I am for all practical purposes a shut in, I have not been out of this house since last August.. for real. And I can honestly say I am ok with it. I have wonderful family and friends who do so much for me.. from getting groceries to taking out my trash.. they are there for me.. I had to learn to ask for help.. (which I hate doing) 
But please don't tell me I can do something that I can't .. it just is like rubbing salt on a wound.. it forces me to come face to face with the facts of my life. And it hurts.  I cry and then I get over it till the next time. please stop.. 
Then in other unrelated news there is that damn Class Reunion coming up. They send letters, they call, they send another letter, they call again.  The ones that I have never had a conversation with, who were the popular kids, yep them. (I was the mouse in the corner in school)  I find this odd. Before graduation no one knew I existed and since no one knew, sooooooo Why do you suppose they are so keen on getting me to attend?

▶ _Tasks_
(a) Summarize the personal post in two sentences.
(b) Rewrite the personal post from "But please don't" to "me to attend?", replacing "Class Reunion" with "High School Reunion".
The records come from a separate source unrelated to the personal post.

▶ _Recorded data_
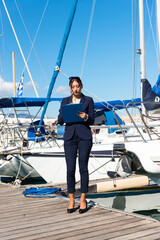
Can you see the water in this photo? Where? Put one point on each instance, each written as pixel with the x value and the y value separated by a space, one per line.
pixel 140 201
pixel 144 201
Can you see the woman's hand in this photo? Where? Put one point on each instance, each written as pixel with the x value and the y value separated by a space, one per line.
pixel 83 115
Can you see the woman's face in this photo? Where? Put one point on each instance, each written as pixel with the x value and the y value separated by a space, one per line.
pixel 76 89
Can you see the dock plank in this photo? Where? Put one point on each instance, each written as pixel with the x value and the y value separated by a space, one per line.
pixel 46 218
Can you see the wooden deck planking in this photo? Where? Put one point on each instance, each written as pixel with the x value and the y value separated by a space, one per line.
pixel 46 218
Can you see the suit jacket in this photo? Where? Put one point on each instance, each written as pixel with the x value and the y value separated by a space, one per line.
pixel 82 128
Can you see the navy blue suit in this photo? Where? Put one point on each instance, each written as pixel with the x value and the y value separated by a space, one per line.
pixel 78 139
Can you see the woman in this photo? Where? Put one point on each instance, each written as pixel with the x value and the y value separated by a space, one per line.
pixel 78 138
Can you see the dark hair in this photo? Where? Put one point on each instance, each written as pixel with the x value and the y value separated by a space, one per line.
pixel 77 79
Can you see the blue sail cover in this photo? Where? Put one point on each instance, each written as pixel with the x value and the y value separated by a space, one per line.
pixel 156 87
pixel 149 96
pixel 23 102
pixel 39 102
pixel 116 104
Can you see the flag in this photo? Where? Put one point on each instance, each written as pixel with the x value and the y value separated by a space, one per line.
pixel 20 87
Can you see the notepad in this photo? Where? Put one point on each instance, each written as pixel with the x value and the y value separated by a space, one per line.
pixel 70 112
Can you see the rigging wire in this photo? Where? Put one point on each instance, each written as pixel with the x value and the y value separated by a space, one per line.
pixel 32 43
pixel 88 35
pixel 1 66
pixel 20 48
pixel 151 27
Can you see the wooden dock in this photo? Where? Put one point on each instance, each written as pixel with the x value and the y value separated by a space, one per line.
pixel 46 218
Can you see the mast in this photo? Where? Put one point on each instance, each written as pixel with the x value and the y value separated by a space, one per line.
pixel 14 75
pixel 142 48
pixel 20 48
pixel 142 40
pixel 158 30
pixel 59 59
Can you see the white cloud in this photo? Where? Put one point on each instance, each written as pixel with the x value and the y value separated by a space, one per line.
pixel 64 90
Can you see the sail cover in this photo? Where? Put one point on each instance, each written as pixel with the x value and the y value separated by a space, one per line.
pixel 150 98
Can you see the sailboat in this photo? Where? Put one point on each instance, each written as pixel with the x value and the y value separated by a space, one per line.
pixel 133 151
pixel 132 148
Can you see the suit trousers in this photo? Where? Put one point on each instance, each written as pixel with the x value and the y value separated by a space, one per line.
pixel 81 147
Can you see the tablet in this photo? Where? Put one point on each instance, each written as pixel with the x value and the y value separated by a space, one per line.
pixel 70 112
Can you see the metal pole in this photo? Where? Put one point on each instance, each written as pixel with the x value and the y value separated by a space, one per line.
pixel 59 59
pixel 14 76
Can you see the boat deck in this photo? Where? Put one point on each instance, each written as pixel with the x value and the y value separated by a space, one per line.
pixel 46 218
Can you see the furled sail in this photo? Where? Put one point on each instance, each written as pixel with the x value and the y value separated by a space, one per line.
pixel 150 96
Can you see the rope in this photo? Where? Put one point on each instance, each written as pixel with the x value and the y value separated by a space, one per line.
pixel 41 192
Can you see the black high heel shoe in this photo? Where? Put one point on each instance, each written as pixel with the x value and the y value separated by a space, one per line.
pixel 83 210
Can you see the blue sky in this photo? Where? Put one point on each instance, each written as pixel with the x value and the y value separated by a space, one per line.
pixel 110 63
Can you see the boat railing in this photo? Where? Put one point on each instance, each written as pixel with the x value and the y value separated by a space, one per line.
pixel 145 128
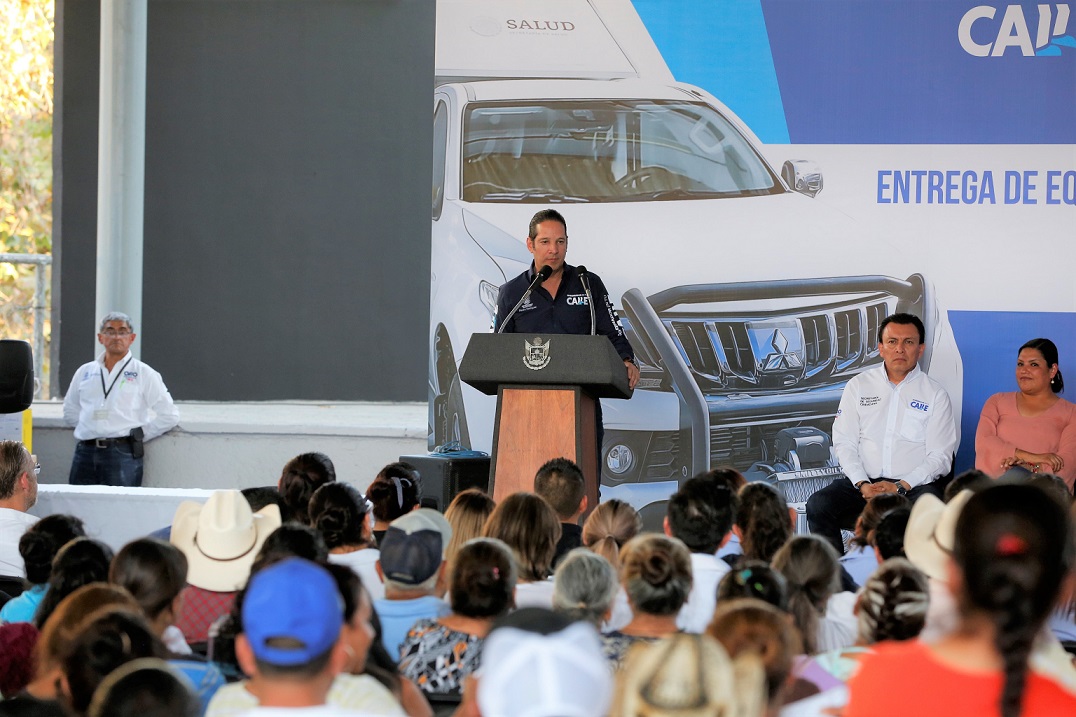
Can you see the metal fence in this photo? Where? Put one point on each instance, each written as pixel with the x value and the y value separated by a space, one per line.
pixel 40 284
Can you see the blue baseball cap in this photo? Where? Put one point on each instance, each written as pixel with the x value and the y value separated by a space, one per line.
pixel 292 613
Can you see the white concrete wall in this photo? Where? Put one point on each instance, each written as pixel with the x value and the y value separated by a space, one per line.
pixel 245 445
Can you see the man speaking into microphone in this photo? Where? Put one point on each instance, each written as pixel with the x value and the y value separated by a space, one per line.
pixel 569 300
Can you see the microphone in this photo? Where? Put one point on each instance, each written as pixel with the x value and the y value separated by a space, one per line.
pixel 540 276
pixel 585 278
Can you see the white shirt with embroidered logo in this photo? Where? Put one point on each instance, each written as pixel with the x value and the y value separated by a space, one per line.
pixel 138 397
pixel 902 432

▶ _Answers provided_
(a) The writer has not left the house since last August, accepts this, and has learned to rely on family and friends for help, but is hurt when told they can do things they cannot. The writer also finds it odd that popular classmates who never noticed them in school keep sending letters and calling about an upcoming class reunion.

(b)
But please don't tell me I can do something that I can't .. it just is like rubbing salt on a wound.. it forces me to come face to face with the facts of my life. And it hurts.  I cry and then I get over it till the next time. please stop.. 
Then in other unrelated news there is that damn High School Reunion coming up. They send letters, they call, they send another letter, they call again.  The ones that I have never had a conversation with, who were the popular kids, yep them. (I was the mouse in the corner in school)  I find this odd. Before graduation no one knew I existed and since no one knew, sooooooo Why do you suppose they are so keen on getting me to attend?